## DOCUMENT EXTRACT
========================================

A new analysis has calculated that companies have announced plans to create 100,000 new green jobs in America since the passage of the Inflation Reduction Act in August 2022, spread across over 90 new clean energy projects in 31 states!
Democrats won total control of the Minnesota legislature in the 2022 midterm elections. Now, both chambers have passed a 100% clean electricity bill, with both the Minnesota House and Senate approving a bill that will require all utilities to provide 100% carbon-free electricity by 2040. It will shortly be signed into law by Democratic Governor Tim Walz, a strong supporter. (Republican-governed North Dakota is already threatening to sue as Minnesota will stop buying ND’s coal power). Minnesota now joins 16 other states (including Maine!) in passing similar 100% clean electricity bills (see map), as well as four more with executive actions only (WI, MI, LA, and NJ), and one (Nebraska) where all utility boards have voted in such a commitment. Great news!
Antarctica
A fascinatingly inventive new study used the genes of Turquet’s octopuses1 (Pareledone turqueti) to conclude that the West Antarctic Ice Sheet had likely completely collapsed during the Eemian interglacial period 125,000 years ago. (Here’s the study: it’s currently available as a preprint, awaiting peer review.) The evidence for such a collapse was previously inconclusive. An interdisciplinary research team, thinking well outside the box, tested genomes from widely separated populations to find that octopuses in the Ross Sea and Weddell Sea were surprisingly closely related-even more similar to each other than to the populations in places like the Antarctic Peninsula, which is between them on the present-day Antarctic coastline. This only makes sense if there was a seaway between the two seas at some point (which would indicate that the West Antarctic Ice Sheet had melted), and the genetic timing apparently lines up with the Eemian, when temperatures were only 0.5°C-1.5°C higher than today.
This is of particular relevance to the Anthropocene because it means that a temperature shift of about the same magnitude as climate change is causing right now (you may have heard of the IPCC’s famous “1.5°C warning” report) appears to be enough to eventually cause a complete West Antarctic Ice Sheet collapse. Although such a collapse would take hundreds to thousands of years, it would be quite bad, raising sea levels by a catastrophic 3 to 4 meters (about 10-13 feet), enough to flood coastal regions worldwide.
On the plus side, the way humanity’s technology has been advancing lately, there’s a decent chance we’ll be able to get climate change fully under control this century and start drawing down enough carbon to cool temperatures back to normal by the 2100s, well before a complete ice sheet collapse. Yet more incentive to speed up the renewables revolution and stabilize our climate! And we learned this from octopus DNA. A truly fascinating piece of scientific discovery.
And yes, octopuses is the correct plural, not “octopi.”
Nice switch for guerillas in Columbia. I wish every belligerant around the world had their peace of mind
Octopuses and Ice sheets...who would've guessed a connection!

========================================

## INFORMATION GIVEN
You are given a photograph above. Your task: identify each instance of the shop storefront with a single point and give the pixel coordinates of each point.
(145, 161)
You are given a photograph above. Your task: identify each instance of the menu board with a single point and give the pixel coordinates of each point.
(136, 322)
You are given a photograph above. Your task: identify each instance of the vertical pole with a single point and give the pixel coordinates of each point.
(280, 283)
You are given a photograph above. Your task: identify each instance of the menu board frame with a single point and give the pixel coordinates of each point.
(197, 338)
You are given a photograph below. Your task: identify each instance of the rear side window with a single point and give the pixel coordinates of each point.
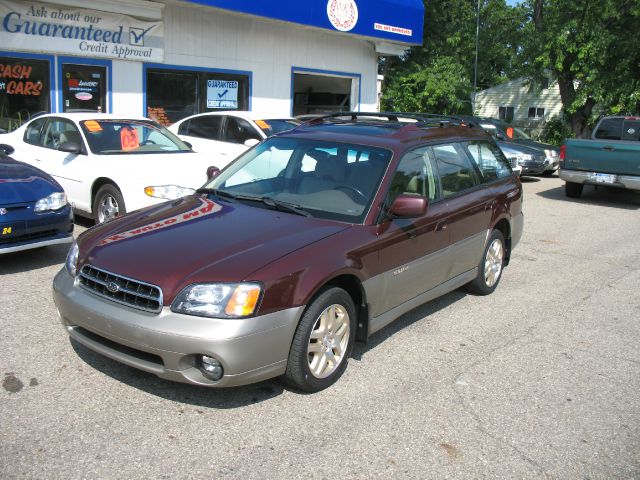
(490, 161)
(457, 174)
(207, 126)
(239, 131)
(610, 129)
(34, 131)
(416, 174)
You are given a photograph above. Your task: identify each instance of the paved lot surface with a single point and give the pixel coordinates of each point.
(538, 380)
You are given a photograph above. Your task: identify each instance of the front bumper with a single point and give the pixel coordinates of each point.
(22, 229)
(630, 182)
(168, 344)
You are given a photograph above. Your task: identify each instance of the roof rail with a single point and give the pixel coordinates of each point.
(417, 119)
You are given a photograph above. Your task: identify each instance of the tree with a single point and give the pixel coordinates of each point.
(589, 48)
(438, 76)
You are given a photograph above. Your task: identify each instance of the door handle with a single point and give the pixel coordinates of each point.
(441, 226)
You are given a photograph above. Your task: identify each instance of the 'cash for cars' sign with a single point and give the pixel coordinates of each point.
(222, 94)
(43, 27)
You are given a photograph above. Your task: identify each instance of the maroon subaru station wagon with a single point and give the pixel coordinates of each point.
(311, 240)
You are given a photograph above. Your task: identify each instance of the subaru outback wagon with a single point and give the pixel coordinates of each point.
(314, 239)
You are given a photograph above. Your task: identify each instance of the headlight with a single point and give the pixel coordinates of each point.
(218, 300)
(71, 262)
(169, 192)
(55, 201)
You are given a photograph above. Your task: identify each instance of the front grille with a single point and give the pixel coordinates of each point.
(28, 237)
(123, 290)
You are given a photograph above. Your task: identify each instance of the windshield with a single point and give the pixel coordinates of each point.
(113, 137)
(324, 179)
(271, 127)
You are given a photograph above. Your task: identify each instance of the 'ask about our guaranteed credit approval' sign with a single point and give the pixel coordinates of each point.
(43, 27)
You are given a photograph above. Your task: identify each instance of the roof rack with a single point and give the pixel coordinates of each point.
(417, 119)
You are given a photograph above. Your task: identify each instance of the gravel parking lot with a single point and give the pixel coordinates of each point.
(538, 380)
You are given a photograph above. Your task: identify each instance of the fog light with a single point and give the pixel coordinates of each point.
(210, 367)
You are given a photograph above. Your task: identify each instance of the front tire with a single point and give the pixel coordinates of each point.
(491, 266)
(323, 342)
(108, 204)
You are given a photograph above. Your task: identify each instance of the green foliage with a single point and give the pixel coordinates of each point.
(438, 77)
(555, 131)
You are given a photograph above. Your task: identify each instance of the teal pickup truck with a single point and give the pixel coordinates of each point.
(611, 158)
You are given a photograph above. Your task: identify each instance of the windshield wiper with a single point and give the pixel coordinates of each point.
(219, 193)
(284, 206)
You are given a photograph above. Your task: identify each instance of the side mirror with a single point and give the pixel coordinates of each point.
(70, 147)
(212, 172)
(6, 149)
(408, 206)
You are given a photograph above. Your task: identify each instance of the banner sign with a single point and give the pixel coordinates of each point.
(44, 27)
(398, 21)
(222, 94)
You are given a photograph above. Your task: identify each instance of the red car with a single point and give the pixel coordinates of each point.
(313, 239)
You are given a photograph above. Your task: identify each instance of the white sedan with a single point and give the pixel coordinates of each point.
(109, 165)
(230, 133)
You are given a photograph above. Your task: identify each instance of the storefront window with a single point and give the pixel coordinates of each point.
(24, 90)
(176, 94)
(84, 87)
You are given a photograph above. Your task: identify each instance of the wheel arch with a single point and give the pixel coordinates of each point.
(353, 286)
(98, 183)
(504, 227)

========================================

## WHAT IS NEEDED
Answer these three questions from the climate news text:
1. How many states are the new clean energy projects spread across?
2. By what year must Minnesota utilities provide 100% carbon-free electricity?
3. By how much would a complete West Antarctic Ice Sheet collapse raise sea levels?
Rely only on the climate news text for what follows.

## EXERCISE RESULT
1. 31 states.
2. 2040.
3. 3 to 4 meters (about 10-13 feet).